═════ TEXT EXTRACT

Speculative Bull Runs And The Value Of A Bearish Tilt
Friday’s market crack certainly woke up the more complacent bullish investors. Of course, the complacency was warranted, given the recent market surge, conversations about “TINA” (There Is No Alternative), and how “this time is different.” But that is what a speculative bull run looks and feels like. However, deep inside, you know there are risks. Valuations seem insane, credit spreads are historically tight, and sentiment and trading activity push more speculative extremes. Such is why, while considered “bearish,” we discuss risk management protocols. Why? Because such actions can protect you when it matters most. This is why I want to discuss a different approach to portfolio management with you today. Rather, how to think like a “bear,” so you see the risks of the speculative bull run. However, to act like a “bull” to capture the gains while available.
But that is a difficult skill to master.
Yes, thinking like a bear means you are aware of the exceedingly high levels of investor complacency, that valuations are stretched, and credit spreads have been crushed. Furthermore, margin debt is at very high levels, which provides the fuel for the eventual downturn.
The problem with speculative bull runs is that they always end, and most of the time that ending is destructive. It is inherently logical that, as an investor, you want to move to protect your capital. The problem is that a bearish posture can lead to more severe underperformance because the market is in full speculative mode. Such is why, as an investor, it is logical to engage in bearish thinking, but must maintain a bullish bias amid a bull run. That means you must engage selectively, ride momentum where it leads, and keep disciplined exits.
As noted, that is a difficult skill to master, but that is your edge: you see the warning signs, yet you don’t surrender to them too early.
Howard Marks once argued that psychology overwhelmingly defines speculative bull runs. Price divorces value as crowds chase narratives. While the optimists win short-term, and the pessimists are mocked, Marks warns that during these periods, “value” takes a back seat and momentum becomes the dominant force. Marks underscored that manias shift the center of gravity from intrinsic worth to consensus euphoria. So when you think like a bear, your job is not to dogmatically short every overvalued name, but to structure your exposure to survive the mania’s reversal.
However, marrying the two mindsets is challenging. While valuation models can anchor your long‑term expectations, near-term indicators like relative strength and momentum overlays can help navigate potentially dangerous waters. Like any good captain in uncharted waters, they follow the navigation but pay attention to their instincts.

══════════
═════ DATA ROWS

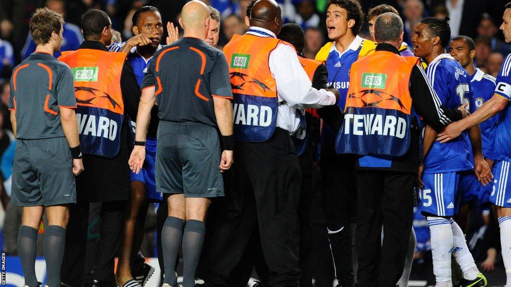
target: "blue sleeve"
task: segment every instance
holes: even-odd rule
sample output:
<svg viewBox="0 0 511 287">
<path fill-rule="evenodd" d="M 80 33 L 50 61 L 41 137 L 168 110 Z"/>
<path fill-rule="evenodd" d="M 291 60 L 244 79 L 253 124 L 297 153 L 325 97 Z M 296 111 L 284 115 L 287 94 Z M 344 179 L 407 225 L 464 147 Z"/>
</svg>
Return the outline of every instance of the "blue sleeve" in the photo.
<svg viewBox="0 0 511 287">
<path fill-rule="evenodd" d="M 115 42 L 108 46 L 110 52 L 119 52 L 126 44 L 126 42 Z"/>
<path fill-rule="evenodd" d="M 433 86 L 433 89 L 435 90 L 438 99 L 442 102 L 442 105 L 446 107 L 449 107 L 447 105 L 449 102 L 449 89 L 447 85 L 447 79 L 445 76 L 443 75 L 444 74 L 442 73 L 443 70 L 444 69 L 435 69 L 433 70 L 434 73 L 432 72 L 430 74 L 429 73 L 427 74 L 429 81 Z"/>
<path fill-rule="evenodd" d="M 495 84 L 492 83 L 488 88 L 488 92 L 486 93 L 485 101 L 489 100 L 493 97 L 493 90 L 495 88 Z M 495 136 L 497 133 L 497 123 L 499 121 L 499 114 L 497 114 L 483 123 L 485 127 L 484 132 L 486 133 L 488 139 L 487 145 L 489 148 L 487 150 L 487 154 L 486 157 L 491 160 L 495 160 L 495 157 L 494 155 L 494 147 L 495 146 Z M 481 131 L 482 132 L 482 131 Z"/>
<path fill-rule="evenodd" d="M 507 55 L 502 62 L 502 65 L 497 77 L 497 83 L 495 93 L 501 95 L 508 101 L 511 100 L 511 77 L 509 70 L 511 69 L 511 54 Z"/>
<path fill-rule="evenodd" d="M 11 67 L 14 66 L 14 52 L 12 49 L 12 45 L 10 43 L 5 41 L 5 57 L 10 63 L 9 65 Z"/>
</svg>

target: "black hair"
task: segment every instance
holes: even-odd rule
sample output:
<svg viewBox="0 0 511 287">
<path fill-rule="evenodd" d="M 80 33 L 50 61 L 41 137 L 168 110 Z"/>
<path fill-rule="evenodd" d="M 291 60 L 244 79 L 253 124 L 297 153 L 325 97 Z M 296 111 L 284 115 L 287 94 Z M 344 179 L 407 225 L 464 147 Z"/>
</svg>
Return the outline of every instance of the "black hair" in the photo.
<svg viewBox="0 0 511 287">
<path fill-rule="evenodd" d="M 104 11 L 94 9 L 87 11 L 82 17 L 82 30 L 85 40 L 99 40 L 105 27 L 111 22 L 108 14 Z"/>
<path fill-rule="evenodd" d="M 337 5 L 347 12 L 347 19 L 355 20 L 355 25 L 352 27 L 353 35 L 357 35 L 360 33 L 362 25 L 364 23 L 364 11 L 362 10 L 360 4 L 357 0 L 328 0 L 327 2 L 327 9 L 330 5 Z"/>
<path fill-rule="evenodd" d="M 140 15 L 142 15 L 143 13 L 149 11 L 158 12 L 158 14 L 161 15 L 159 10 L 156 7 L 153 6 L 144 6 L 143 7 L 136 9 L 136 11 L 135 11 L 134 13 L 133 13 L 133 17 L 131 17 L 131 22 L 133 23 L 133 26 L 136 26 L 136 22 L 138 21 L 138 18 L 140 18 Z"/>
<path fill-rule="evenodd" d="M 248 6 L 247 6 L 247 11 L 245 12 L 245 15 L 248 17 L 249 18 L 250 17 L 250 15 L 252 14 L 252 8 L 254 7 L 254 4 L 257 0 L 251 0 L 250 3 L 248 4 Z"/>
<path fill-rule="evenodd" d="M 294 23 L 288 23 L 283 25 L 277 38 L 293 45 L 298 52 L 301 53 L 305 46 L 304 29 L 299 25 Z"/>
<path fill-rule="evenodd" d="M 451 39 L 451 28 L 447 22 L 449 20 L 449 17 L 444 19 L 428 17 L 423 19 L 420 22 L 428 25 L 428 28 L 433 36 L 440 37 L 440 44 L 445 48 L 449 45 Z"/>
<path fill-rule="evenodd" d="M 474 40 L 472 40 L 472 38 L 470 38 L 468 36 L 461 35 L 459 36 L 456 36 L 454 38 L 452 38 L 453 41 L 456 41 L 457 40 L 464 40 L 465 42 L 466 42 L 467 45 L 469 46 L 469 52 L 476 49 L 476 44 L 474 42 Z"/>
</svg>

══════════
═════ DATA ROWS

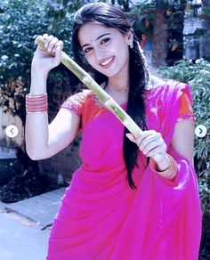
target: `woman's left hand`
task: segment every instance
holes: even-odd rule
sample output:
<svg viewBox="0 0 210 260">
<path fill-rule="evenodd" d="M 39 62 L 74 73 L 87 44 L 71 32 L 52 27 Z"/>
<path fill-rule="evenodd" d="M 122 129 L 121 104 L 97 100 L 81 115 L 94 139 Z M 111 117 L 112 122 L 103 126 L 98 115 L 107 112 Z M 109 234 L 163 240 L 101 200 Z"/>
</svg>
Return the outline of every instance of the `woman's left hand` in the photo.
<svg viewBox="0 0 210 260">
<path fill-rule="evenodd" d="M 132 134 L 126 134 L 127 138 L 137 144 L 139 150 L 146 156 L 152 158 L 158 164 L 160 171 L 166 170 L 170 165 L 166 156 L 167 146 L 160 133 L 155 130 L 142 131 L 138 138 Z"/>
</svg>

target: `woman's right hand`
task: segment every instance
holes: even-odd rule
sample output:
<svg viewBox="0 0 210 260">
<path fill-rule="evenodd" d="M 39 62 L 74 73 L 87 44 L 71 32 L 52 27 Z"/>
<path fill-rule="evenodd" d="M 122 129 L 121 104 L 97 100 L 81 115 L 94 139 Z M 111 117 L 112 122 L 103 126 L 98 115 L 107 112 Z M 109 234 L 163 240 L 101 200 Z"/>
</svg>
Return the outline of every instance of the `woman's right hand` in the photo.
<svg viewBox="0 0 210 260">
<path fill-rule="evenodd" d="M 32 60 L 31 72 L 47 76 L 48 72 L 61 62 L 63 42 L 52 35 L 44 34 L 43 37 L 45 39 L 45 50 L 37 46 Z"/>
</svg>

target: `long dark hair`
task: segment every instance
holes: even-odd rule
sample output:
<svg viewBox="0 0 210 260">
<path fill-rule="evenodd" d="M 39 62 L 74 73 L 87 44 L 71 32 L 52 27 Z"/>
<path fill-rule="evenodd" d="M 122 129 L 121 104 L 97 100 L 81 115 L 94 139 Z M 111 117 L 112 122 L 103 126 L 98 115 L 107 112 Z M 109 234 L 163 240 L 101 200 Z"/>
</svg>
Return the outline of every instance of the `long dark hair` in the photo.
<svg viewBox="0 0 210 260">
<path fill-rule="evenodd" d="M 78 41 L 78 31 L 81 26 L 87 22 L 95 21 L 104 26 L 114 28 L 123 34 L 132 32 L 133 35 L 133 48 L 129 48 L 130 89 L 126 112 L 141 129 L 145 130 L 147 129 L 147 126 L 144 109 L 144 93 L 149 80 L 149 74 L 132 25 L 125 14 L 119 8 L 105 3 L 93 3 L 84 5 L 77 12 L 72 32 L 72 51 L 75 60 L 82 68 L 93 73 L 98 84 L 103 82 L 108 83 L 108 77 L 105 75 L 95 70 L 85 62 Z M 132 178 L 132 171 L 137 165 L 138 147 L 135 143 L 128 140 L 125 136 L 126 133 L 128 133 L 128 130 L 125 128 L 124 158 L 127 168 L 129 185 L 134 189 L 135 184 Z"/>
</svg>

══════════
═════ DATA ROWS

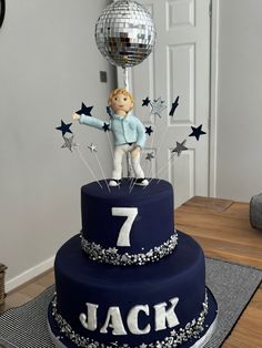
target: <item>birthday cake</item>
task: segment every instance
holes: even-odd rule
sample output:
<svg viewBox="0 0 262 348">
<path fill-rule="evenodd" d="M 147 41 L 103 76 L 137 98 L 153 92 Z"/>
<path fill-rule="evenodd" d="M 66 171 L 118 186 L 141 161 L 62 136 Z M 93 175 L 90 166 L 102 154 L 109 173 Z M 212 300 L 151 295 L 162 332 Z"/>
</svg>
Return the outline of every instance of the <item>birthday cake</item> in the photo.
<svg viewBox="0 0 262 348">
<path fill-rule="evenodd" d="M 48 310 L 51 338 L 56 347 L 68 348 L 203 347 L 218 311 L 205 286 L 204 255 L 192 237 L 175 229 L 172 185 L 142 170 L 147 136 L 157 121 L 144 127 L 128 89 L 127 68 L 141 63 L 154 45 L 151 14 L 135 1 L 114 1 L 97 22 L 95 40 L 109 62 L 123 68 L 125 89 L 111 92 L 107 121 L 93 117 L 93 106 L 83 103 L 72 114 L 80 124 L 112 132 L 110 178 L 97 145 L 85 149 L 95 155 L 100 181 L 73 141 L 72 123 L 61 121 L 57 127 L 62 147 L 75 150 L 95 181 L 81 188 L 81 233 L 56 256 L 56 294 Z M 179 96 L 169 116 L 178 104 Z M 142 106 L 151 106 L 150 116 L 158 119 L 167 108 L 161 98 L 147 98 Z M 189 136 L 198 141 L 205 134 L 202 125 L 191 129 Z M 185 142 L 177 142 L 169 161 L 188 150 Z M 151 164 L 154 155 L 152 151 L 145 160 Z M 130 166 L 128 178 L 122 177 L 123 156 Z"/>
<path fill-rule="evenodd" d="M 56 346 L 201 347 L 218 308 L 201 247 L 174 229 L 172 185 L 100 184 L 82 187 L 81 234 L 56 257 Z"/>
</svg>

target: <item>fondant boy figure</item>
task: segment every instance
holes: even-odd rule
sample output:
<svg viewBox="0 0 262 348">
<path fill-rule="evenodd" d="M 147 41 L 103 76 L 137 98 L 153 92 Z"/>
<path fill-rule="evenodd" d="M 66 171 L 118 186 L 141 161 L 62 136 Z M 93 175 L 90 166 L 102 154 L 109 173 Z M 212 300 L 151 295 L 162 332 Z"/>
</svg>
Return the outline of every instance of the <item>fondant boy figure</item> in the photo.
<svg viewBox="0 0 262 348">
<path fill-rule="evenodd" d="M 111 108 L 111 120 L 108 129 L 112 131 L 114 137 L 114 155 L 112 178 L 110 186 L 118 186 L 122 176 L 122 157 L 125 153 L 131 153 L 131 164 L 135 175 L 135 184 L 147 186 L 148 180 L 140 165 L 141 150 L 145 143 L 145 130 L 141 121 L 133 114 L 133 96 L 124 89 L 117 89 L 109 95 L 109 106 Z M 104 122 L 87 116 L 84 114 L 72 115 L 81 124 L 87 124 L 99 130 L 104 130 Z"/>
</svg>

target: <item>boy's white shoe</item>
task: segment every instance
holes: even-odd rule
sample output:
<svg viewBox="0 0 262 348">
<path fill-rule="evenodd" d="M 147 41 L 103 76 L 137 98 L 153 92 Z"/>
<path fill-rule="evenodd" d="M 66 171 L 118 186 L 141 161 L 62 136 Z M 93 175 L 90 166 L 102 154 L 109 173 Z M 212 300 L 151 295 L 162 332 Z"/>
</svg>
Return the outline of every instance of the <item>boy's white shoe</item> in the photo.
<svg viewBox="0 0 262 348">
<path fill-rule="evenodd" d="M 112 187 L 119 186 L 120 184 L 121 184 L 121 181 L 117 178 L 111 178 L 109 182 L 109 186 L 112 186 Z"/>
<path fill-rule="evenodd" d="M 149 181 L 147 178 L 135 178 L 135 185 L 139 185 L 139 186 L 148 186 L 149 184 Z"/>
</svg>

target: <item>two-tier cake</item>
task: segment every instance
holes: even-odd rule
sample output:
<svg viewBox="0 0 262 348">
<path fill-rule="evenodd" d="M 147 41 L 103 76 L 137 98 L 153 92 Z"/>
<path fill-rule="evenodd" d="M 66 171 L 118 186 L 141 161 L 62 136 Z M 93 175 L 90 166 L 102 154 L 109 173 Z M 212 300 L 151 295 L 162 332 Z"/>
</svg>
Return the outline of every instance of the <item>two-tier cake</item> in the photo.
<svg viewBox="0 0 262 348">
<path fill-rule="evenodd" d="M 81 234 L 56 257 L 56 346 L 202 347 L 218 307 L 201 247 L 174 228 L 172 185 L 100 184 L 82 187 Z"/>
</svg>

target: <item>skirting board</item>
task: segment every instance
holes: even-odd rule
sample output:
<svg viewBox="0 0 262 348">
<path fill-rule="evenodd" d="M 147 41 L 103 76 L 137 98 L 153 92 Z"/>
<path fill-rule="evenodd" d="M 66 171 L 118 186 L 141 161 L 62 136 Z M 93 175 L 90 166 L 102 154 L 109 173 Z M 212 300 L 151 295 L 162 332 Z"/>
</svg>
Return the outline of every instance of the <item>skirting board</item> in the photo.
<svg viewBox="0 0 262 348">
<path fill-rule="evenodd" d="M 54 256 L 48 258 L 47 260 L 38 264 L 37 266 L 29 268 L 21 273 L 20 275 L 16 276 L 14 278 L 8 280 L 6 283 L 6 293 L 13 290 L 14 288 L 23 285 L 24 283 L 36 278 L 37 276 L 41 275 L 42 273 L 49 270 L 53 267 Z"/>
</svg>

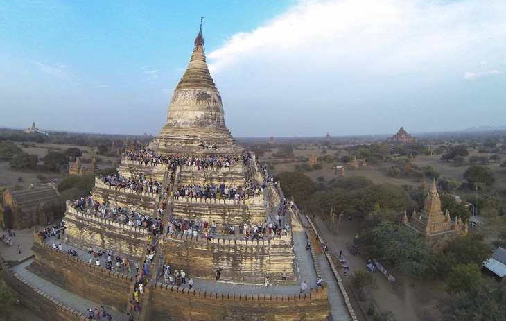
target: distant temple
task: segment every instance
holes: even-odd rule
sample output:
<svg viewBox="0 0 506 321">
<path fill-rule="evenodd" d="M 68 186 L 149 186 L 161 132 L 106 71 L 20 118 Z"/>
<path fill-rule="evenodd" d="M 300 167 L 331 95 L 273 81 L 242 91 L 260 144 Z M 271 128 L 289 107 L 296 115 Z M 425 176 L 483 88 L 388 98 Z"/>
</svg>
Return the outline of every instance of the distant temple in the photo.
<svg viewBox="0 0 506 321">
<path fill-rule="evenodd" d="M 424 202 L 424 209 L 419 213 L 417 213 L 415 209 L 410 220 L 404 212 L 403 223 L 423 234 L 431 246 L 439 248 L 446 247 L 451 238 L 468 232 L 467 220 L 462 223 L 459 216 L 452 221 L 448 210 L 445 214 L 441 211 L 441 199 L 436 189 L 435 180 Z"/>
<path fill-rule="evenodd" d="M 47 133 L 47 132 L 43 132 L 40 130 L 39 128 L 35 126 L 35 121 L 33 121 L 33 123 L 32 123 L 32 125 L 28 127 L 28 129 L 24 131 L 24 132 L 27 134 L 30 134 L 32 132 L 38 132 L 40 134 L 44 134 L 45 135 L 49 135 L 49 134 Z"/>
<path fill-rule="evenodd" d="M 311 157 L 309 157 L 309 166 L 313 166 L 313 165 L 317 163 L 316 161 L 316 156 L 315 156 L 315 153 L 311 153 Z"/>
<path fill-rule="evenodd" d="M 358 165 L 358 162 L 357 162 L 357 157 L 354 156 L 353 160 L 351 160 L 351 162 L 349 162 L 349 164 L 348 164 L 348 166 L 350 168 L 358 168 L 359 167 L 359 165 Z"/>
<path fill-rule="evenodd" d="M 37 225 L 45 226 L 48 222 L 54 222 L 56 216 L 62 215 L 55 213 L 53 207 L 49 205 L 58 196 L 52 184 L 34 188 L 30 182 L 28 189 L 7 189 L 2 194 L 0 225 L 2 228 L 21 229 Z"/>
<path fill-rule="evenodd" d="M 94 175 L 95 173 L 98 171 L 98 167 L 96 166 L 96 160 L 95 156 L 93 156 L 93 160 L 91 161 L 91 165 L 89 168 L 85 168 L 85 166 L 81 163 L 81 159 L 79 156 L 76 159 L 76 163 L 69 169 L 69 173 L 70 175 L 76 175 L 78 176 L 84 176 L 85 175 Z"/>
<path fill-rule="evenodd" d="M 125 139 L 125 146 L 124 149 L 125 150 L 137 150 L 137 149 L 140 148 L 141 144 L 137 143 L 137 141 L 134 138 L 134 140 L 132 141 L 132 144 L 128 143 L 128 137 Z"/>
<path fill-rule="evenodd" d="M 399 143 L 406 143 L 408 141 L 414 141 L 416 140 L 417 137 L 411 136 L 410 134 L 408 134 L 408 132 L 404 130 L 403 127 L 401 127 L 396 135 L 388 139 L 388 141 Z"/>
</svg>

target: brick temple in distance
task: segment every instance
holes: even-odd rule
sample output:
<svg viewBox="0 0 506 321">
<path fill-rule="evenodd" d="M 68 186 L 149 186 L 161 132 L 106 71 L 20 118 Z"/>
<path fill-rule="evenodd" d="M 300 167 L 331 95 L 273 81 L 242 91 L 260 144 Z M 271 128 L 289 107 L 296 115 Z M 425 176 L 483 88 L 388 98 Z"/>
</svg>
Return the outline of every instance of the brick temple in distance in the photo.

══════════

• _EXERCISES_:
(A) Answer these questions from the article on speculative bull runs above.
(i) What does "TINA" stand for?
(ii) What is at very high levels and provides the fuel for the eventual downturn?
(iii) Which force does Howard Marks warn becomes dominant while "value" takes a back seat?
(B) Repeat the passage of the article on speculative bull runs between "However, marrying the" and "to their instincts.", inclusive.

• _SOLUTIONS FOR EACH TASK_:
(A)
(i) There Is No Alternative.
(ii) Margin debt.
(iii) Momentum.

(B)
However, marrying the two mindsets is challenging. While valuation models can anchor your long‑term expectations, near-term indicators like relative strength and momentum overlays can help navigate potentially dangerous waters. Like any good captain in uncharted waters, they follow the navigation but pay attention to their instincts.